ЗАДАНИЕ И ТРЕБОВАНИЯ =>
Пожалуйста, повторите дословно часть отрывка об искусственном дожде: начните со слов «Банкрофт и Уоррен» и остановитесь после слов «маленькая пыльная буря.».

ФРАГМЕНТ ТЕКСТА =>
----

Уоррен мечтал сколотить состояние с помощью первой законно действующей компании по искусственному вызыванию дождя. Банкрофт вложил в этот проект свой научный авторитет и немалый капитал. Их теория состояла в том, что опыление облаков наэлектризованным песком может выжимать из них дождь. Капельки воды, содержащиеся в облаках в виде взвеси, заряжены либо отрицательно, либо положительно, но пленка конденсированного воздуха вокруг каждой из них не дает им соединиться в более крупные капли, образующие дождь. При добавлении песка с противоположным электрическим зарядом эти капельки сольются и выпадут. Эпоха полетов открывает такую возможность, утверждал Банкрофт. В 1920 году он писал Уоррену: «Вызывать дождь, опыляя облака снизу, наверняка было бы непомерно дорого, но вполне возможно, что вы сможете получить удовлетворительные результаты, опыляя их сверху».

Банкрофт и Уоррен приложили значительные усилия, выпрашивая у военных самолет для своих опытов. Должно быть, бесценную роль сыграли семейные связи Банкрофта, а Уоррен всячески обхаживал полезных знакомых в Вашингтоне. Это себя оправдало. Воздушная служба Сухопутных войск США предоставила самолеты, пилотов, прочее кадровое обеспечение и финансирование первоначальных полевых испытаний. Группа обратилась к гарвардскому физику Э. Леону Чаффи с предложением разработать оборудование, которое заряжало бы частицы песка и сбрасывало их с самолета. Песок струился со дна наэлектризованного желоба и рассеивался по облаку-мишени, как маленькая пыльная буря.

Подобно Райту, многие очевидцы этих опытов ощутили мощный потенциал, хотя и не наблюдали дождя. Начальник аэродрома Маккук майор Терман Х. Бейн через несколько месяцев после первых испытаний рассказал в интервью для газеты «Дейтон дейли ньюс», что скоро военные смогут «сталкивать облака с пути, когда они мешают авиации», и что «Воздушная служба сможет вызывать дождь всякий раз, когда наводнение будет действенным средством в бою с противником». Коммандер ВМС США Карл Смит, приехавший в качестве наблюдателя, заметил, что вид разрезаемого облака «совершенно необъясним». Возможности военного применения «столь важны», писал он, что после еще нескольких опытов Бюро аэронавтики ВМС США должно попытаться купить права на эту технологию. Уоррен и Банкрофт могли разбогатеть, но вместо этого они создали компанию A.R. («Artifi cial Rain» – искусственный дождь) и подали заявку на патент США с формулой «Конденсация, слияние и осаждение атмосферной влаги».

----

ПРЕДОСТАВЛЕННЫЕ МАТЕРИАЛЫ =>
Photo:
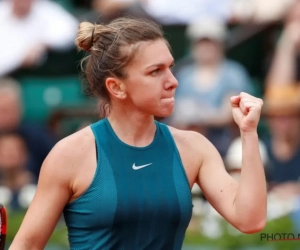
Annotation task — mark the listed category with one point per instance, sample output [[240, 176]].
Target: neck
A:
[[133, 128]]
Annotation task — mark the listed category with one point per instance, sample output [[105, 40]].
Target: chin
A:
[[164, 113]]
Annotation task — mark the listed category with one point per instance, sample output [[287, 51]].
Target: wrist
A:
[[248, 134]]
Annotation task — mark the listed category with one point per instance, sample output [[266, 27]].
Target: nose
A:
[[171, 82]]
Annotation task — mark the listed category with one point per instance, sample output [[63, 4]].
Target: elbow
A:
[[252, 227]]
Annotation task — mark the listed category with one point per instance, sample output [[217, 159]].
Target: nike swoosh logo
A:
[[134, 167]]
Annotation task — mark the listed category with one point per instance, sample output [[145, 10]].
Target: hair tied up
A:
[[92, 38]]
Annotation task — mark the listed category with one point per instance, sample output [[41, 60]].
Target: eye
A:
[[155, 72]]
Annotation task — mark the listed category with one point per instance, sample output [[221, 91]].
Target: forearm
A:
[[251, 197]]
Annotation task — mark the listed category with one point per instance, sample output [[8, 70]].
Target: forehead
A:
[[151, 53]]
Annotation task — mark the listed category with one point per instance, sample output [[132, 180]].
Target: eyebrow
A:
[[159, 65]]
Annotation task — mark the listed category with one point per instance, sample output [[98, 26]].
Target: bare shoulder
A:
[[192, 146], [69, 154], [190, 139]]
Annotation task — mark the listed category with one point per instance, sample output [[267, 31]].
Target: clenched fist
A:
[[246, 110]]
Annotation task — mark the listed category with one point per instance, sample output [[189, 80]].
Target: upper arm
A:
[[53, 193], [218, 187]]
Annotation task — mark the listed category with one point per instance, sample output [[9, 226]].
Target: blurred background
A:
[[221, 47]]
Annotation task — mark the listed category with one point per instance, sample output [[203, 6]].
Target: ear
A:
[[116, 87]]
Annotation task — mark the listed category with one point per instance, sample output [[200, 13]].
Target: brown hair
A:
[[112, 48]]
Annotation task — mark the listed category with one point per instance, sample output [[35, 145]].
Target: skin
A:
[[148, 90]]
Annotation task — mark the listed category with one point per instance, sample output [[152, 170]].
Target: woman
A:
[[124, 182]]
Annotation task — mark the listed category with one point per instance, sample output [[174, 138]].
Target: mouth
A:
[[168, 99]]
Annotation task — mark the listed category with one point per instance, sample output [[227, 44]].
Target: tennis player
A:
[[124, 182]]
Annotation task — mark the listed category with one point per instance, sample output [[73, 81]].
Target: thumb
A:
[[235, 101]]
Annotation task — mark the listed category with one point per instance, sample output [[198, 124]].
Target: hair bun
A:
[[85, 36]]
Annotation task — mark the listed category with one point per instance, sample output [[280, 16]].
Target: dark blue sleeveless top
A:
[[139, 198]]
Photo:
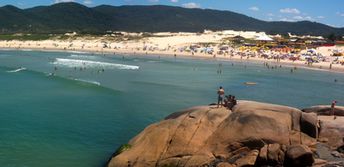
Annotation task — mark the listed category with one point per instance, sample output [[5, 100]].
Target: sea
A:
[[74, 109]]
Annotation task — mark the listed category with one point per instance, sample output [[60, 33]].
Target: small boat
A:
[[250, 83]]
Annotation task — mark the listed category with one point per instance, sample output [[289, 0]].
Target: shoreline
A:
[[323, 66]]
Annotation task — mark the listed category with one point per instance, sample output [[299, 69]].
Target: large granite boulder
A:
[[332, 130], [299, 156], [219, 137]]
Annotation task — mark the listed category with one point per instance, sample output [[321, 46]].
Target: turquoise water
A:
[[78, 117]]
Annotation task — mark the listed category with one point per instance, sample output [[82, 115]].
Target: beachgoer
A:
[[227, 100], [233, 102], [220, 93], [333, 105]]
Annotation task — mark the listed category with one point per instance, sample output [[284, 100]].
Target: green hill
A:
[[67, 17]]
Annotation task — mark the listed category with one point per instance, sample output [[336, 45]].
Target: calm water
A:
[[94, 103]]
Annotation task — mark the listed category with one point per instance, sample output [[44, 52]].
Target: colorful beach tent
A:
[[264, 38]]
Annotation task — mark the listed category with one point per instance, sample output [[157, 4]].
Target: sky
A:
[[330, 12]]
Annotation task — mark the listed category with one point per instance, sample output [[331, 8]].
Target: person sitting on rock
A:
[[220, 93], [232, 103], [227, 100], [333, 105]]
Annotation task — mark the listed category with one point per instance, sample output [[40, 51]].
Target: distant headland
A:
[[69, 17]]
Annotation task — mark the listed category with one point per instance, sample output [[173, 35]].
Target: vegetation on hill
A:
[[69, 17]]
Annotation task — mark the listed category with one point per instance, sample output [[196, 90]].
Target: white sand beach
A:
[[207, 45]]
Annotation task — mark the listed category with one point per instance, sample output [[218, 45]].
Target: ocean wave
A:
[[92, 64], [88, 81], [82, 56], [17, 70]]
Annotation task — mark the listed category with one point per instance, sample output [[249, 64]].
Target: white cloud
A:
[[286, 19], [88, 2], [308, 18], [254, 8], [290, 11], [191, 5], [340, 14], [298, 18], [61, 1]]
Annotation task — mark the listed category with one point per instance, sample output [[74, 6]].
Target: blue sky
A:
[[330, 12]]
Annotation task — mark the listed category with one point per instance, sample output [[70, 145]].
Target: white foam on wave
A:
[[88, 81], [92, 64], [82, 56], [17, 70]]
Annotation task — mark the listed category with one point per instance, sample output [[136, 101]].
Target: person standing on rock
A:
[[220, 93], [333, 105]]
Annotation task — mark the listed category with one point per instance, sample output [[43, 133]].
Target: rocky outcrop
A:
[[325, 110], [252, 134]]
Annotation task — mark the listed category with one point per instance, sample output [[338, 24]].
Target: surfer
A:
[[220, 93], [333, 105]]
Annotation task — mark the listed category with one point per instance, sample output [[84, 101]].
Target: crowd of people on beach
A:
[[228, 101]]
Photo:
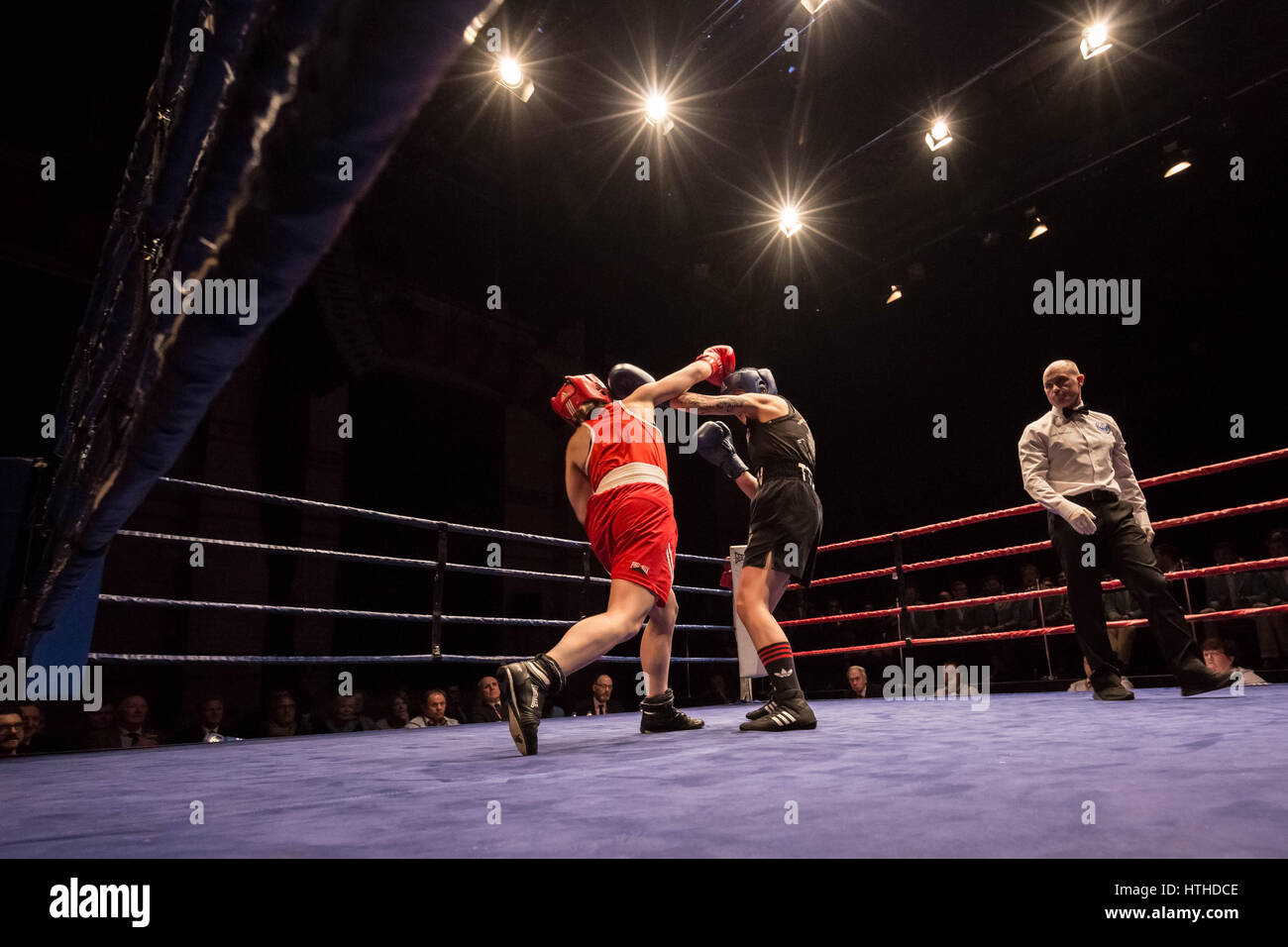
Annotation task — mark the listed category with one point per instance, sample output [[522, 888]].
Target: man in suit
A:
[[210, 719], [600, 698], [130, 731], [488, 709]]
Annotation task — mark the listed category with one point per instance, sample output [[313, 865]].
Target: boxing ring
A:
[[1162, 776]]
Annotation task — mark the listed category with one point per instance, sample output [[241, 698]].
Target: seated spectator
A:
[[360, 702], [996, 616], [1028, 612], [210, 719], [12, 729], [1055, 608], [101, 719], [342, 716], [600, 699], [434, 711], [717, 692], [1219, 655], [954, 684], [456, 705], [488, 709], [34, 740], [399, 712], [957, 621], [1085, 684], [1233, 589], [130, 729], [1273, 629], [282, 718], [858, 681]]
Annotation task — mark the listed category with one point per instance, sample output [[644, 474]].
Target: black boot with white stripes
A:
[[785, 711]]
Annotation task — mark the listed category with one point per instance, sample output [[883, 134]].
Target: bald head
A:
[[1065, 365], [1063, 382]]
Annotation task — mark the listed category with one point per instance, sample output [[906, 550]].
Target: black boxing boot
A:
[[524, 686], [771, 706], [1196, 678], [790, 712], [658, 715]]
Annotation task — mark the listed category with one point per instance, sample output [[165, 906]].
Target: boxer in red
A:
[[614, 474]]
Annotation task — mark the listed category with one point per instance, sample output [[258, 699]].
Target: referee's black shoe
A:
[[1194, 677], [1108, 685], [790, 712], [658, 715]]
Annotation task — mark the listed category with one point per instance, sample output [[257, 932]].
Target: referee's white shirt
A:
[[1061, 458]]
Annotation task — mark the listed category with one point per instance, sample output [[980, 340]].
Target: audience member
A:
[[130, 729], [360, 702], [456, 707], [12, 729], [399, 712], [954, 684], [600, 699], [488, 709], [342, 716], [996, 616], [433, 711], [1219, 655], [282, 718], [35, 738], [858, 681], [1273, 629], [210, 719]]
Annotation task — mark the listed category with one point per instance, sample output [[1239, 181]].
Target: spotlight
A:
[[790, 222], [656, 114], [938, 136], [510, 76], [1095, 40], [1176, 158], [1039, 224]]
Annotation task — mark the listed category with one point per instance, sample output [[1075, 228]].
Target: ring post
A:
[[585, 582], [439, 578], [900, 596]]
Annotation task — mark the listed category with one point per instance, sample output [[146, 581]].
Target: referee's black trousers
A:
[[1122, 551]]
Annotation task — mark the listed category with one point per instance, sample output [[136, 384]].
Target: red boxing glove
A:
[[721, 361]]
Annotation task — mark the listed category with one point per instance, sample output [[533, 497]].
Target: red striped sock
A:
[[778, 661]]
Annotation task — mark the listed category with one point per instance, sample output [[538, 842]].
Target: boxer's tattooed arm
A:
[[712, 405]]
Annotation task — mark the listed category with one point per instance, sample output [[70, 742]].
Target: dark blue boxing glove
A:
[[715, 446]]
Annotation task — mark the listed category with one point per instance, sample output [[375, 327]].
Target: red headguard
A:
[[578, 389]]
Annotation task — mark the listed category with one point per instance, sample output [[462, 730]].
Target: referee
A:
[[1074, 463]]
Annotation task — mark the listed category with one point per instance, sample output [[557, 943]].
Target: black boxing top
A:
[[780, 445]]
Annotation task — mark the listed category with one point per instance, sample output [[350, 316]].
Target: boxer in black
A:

----

ОТВЕТ =>
Банкрофт и Уоррен приложили значительные усилия, выпрашивая у военных самолет для своих опытов. Должно быть, бесценную роль сыграли семейные связи Банкрофта, а Уоррен всячески обхаживал полезных знакомых в Вашингтоне. Это себя оправдало. Воздушная служба Сухопутных войск США предоставила самолеты, пилотов, прочее кадровое обеспечение и финансирование первоначальных полевых испытаний. Группа обратилась к гарвардскому физику Э. Леону Чаффи с предложением разработать оборудование, которое заряжало бы частицы песка и сбрасывало их с самолета. Песок струился со дна наэлектризованного желоба и рассеивался по облаку-мишени, как маленькая пыльная буря.